*** DATASET RECORDS

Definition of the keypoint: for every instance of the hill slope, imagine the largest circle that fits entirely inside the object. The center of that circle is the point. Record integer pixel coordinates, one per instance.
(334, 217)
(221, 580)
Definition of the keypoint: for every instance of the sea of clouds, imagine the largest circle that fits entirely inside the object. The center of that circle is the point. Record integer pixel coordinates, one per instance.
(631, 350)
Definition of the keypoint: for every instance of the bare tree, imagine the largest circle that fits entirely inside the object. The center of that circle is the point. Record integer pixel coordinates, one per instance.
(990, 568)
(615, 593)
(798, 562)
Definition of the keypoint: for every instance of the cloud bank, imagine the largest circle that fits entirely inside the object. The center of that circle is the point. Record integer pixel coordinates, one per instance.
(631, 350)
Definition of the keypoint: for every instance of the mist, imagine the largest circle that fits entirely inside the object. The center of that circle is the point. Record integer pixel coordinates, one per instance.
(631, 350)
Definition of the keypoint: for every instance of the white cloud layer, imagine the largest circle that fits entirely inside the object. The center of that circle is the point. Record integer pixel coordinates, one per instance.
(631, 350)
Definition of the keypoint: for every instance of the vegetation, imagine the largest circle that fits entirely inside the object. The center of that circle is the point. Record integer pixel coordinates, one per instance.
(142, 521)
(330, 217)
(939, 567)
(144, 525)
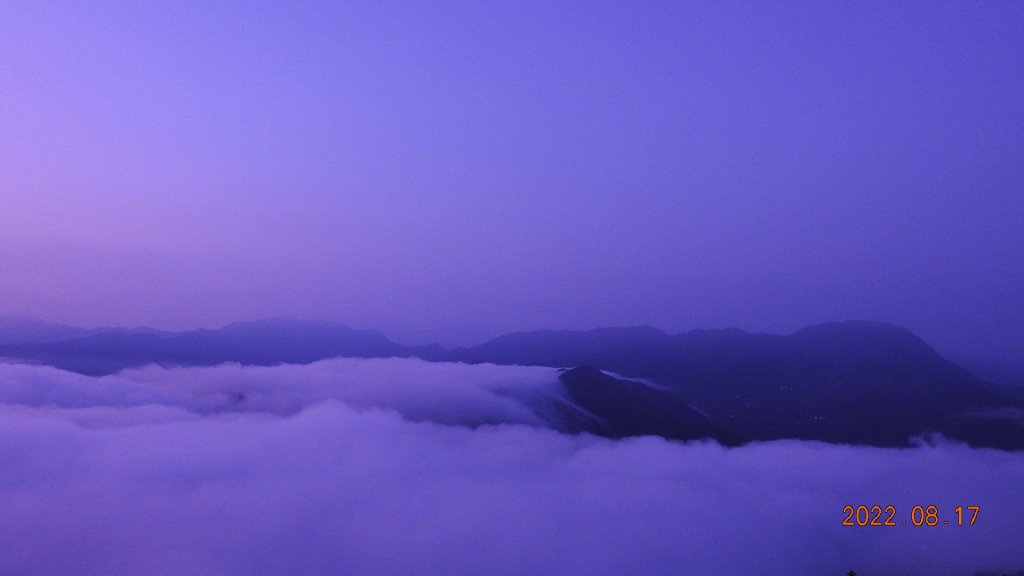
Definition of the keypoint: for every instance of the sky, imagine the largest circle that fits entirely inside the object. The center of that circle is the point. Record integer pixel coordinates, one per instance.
(463, 168)
(357, 466)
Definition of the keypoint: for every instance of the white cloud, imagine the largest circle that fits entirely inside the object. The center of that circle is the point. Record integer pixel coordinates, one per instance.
(159, 471)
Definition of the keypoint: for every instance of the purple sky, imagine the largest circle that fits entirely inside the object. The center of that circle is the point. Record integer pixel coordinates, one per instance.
(471, 168)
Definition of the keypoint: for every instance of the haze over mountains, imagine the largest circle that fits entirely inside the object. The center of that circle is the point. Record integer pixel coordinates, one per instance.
(855, 382)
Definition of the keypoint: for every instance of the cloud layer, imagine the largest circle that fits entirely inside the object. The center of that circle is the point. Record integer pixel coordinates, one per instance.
(347, 466)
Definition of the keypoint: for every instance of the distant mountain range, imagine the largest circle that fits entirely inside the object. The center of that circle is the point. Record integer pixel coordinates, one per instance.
(856, 382)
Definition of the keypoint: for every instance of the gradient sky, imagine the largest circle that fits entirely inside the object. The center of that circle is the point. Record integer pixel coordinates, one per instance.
(476, 167)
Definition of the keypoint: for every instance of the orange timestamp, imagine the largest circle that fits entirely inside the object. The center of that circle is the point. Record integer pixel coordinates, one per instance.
(920, 516)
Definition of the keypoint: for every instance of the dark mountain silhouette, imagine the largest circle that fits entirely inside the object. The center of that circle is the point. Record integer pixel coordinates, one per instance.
(626, 408)
(857, 382)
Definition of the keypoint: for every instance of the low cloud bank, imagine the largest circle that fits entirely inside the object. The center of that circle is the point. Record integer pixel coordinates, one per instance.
(345, 467)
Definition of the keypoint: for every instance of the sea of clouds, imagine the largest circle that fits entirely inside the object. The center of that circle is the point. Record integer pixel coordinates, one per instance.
(403, 466)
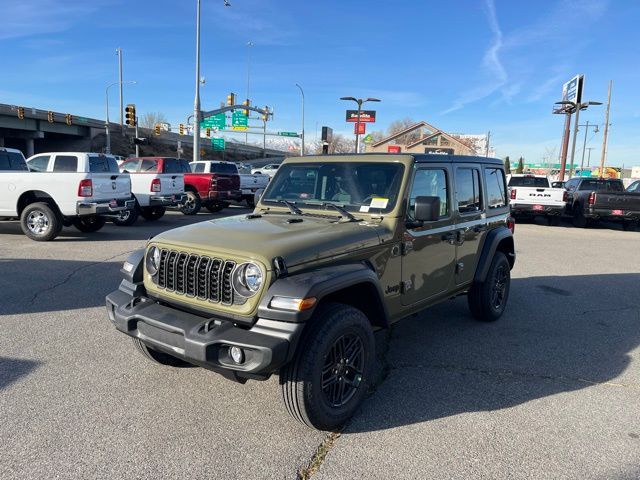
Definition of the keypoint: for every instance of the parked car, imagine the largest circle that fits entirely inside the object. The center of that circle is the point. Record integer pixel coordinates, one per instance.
(213, 188)
(337, 246)
(156, 183)
(531, 195)
(592, 199)
(52, 190)
(269, 169)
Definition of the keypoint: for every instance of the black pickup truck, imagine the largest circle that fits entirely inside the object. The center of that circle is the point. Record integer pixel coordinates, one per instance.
(592, 199)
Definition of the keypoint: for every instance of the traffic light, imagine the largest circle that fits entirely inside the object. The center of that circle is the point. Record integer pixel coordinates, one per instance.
(130, 115)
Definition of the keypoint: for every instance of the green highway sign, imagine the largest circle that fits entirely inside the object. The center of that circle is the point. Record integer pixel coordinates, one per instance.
(217, 144)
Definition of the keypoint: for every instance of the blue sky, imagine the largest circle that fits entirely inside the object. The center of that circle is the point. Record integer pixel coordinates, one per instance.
(465, 66)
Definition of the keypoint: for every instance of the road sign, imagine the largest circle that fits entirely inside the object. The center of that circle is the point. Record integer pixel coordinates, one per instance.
(218, 144)
(239, 121)
(366, 116)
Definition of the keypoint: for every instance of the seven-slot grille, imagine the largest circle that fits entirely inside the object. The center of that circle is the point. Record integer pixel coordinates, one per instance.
(196, 276)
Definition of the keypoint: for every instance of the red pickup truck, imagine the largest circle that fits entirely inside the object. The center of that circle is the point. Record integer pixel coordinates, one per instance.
(212, 190)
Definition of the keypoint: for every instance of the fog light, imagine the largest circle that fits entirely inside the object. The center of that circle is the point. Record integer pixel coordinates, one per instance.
(237, 355)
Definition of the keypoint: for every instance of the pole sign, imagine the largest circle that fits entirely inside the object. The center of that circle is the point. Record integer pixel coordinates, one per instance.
(239, 120)
(572, 90)
(366, 116)
(218, 144)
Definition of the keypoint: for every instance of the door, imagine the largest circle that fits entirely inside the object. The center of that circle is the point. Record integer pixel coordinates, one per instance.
(471, 220)
(429, 250)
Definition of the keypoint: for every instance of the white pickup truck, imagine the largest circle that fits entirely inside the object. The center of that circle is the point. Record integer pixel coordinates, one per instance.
(156, 183)
(532, 195)
(61, 189)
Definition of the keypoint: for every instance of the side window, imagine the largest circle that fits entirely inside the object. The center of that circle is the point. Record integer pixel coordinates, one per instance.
(129, 166)
(149, 166)
(429, 182)
(496, 190)
(468, 190)
(39, 163)
(65, 163)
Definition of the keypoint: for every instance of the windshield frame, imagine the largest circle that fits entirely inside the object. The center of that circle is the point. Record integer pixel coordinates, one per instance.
(318, 204)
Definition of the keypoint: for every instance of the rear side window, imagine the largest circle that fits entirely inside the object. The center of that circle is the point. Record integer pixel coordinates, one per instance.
(102, 163)
(39, 163)
(468, 190)
(12, 161)
(537, 182)
(172, 165)
(496, 190)
(65, 163)
(228, 168)
(150, 166)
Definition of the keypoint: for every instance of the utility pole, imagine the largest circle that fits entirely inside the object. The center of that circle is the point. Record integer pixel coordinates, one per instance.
(606, 131)
(196, 101)
(119, 53)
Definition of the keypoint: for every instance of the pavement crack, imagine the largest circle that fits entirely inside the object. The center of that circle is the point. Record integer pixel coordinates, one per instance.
(511, 373)
(71, 274)
(306, 472)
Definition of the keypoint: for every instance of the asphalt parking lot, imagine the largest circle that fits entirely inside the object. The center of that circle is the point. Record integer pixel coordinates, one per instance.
(552, 390)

******

▶ [TASK REQUIREMENTS] All of the data above must be printed exactly, minus its pictures.

▶ [RESULT OF THE TASK]
Definition of the keypoint: for every instance of the hill slope, imagine the largest circle that fits entirely inside the object. The center of that circle is the point. Record integer pixel coordinates, one per instance.
(334, 217)
(221, 580)
Definition of the keypoint: for every instance of the sea of clouds, imagine the largest circle that fits entirely inside the object. The center of that circle is the point. Record integer pixel coordinates, one per instance.
(631, 350)
Definition of the keypoint: for every instance of the bare tree, imagine the largest circle that fits entirely inside the object. The center of that circle is the point. Record integer pixel coordinates, one per instance.
(990, 568)
(615, 593)
(798, 562)
Definition of the keypoint: for every instance of the cloud bank, imagine the largest circle that fits entirely inside the object. The center of that circle is the point. Record integer pixel coordinates, one per instance.
(631, 350)
Definition of the keypoint: for every instance of the mist, imagine the largest circle that fits entirely inside the object. The center of that circle is the point. Record integer pixel coordinates, one per instance.
(631, 350)
Definition of the keypoint: for every instance of the white cloud layer, imagine the largest circle that fits entirely inside the object. The center of that circle is the point. Record integer pixel coordinates, one per instance.
(631, 350)
Definition of the keypoint: for every instance of the vegetation, imagine the largest circle that fits entirely inside the object. The center of that circle is the point. Record integer pixel coordinates, one per instance.
(142, 521)
(330, 217)
(939, 567)
(144, 525)
Definition of the keypoint: for every instance of the sky, imagine the largest circle that fits entirely inside the object. The center of that circle is the point. Record integer pixel coordinates, one per instance.
(463, 168)
(357, 466)
Definition of the keypoint: for every instance of the white cloud, imagine the largest circle that fits entirely inside the object. The center of that circle is the point. Record integer pixel coordinates, one per instance.
(159, 471)
Definition of the keypoint: for every instance of the purple sky, imagine the largest circle that fits entirely inside the object. The center of that circle is the point. Record integer pixel coordinates, one per instance.
(471, 168)
Definition of the keypoint: for every instance of the haze over mountains, imagine the largest circle that fits entirely inside the object. The center of that circle is the point. Record integer pixel coordinates, one per instance.
(855, 382)
Definition of the keypoint: for every instance of the cloud layer, imagine the largest circle that fits entirely inside the object. The center of that circle is the point. Record integer pixel coordinates, one per instance.
(347, 466)
Definition of the keypoint: for every instance of the distant mountain range, imagine the largest circle that fits entirely inside the object. The center of that circle is the point. Record integer pixel coordinates, one per instance.
(856, 382)
Definition of the keypoint: for every instance of the gradient sky, imagine the largest circle that fits entirely inside the object. The center of that circle is the point. Record integer pixel coordinates, one per instance.
(476, 167)
Definition of the keypoint: for every instance of the orange timestamp, imagine the largest circle that fits entirely inside the object. The center of that circle is the point. Record integer pixel coordinates, one per instance.
(920, 516)
Definition of the keypoint: for every instance of the dark mountain silhouette, imagine the largest circle that fits entirely inside the object. The center of that circle is the point. Record integer pixel coordinates, one per instance.
(626, 408)
(857, 382)
Definition of the keypoint: for every instance of the low cloud bank, imagine the largest circle that fits entirely inside the object. The center of that circle is the point. Record integer pixel coordinates, one per instance.
(345, 467)
Definition of the keypoint: for every instance of the sea of clouds, imagine the largest circle that fits entirely inside the object. The center of that circle is the point. Record integer pixel coordinates, one per instance.
(403, 466)
Definition of the keypoint: for every instance of the parked car, imagine the largest circle that fits entirely inside the object. The center of that circle is the point. Record integer pixel coordinates, one per instance.
(213, 188)
(337, 246)
(156, 183)
(531, 195)
(592, 199)
(52, 190)
(269, 169)
Definition of the keypoint: for every instance of the black pickup truck, imagine the largest circle that fits entirely inside the object. The center of that circle is the point. Record integer pixel coordinates, one per instance.
(592, 199)
Definition of the keypoint: for every instance of the traffic light, imagine the largest circle that fits entirely inside the object. The center of that circle is the point. Record integer pixel coordinates, one per instance.
(130, 115)
Definition of the keypoint: for every instance of the green highway sign, imagine the largest circle that fits entirely inside the object. The center of that circle is the point. Record integer pixel coordinates, one per instance.
(217, 144)
Definition of the keypoint: for every instance of the blue sky, imagine the largest circle that fits entirely inside the object. The center of that circle is the point. Record integer pixel coordinates, one per instance.
(465, 66)
Definition of the keypoint: for every instance of the road sign, imagine the largest circle that fits entirely inside the object. The center of that circle is the point. Record integer pixel coordinates, one per instance.
(218, 144)
(239, 121)
(366, 116)
Definition of the keypoint: for every instance of the seven-slot grille, imagine the largest circle that fits entirely inside the object. The center of that circle is the point. Record integer pixel coordinates, one per instance.
(196, 276)
Definition of the keypoint: for every instance of the red pickup truck, imagine the largest circle that fits entirely inside the object. The center of that circle is the point. Record integer pixel coordinates, one per instance.
(212, 190)
Definition of the keypoint: for every instance of the fog light, imagine the largest circle that fits entirely inside the object. The center of that circle is the point. Record integer pixel coordinates, one per instance.
(237, 355)
Definition of the keypoint: for every instance of the pole sign, imagine the largest circle that fits entirely inside the object. The center of that circle is the point. Record integer pixel coordinates, one per instance.
(239, 120)
(572, 90)
(366, 116)
(218, 144)
Definition of the keypoint: for every instance of the door, imagine the largest circle that fits entirely inside the object. The center of that circle is the point. Record integer pixel coordinates, one per instance.
(471, 220)
(429, 250)
Definition of the keypoint: for every instance of the white pickup truck, imagine the largest circle that fits entirely inside the object. The center of that circle is the point. Record integer pixel coordinates, one per instance.
(156, 183)
(532, 195)
(61, 189)
Definition of the keypoint: for every instance of the side window, imagine the largest circle that fits entirely inside the object. The center of that circle is the point. Record integer pixel coordinates, one per instance.
(129, 166)
(149, 166)
(429, 182)
(496, 190)
(468, 190)
(39, 163)
(65, 163)
Definition of the keypoint: for every instance of the windshield frame, imagine the largest circle that fits entirely inside the object. The center of that circle is the point. Record integer pixel coordinates, one per instance.
(318, 204)
Definition of the keypoint: for every instance of the rear side window, imagine the largest circle that fits entirely inside the object. The center of that circle is the point. Record integer pixel coordinates, one per instance.
(102, 163)
(39, 163)
(468, 190)
(12, 161)
(537, 182)
(172, 165)
(496, 190)
(65, 163)
(228, 168)
(150, 166)
Definition of the keypoint: for every instance of the utility pole, imagine the largest circle that fits entirely inside the object. The center of that circle is the point. Record integer pixel coordinates, one per instance.
(606, 131)
(196, 101)
(119, 53)
Definition of the keypoint: for every instance of the pavement crack, imagine the largest circle that fits entirely inside the object. The center of that circle is the point. Record integer pixel coordinates, one per instance.
(511, 373)
(71, 274)
(306, 472)
Definition of the keypoint: for every instance of the asphalt parking lot, imagine the largest circle that fits entirely inside the object. The center of that circle is the point. Record integer pixel coordinates, one per instance.
(552, 390)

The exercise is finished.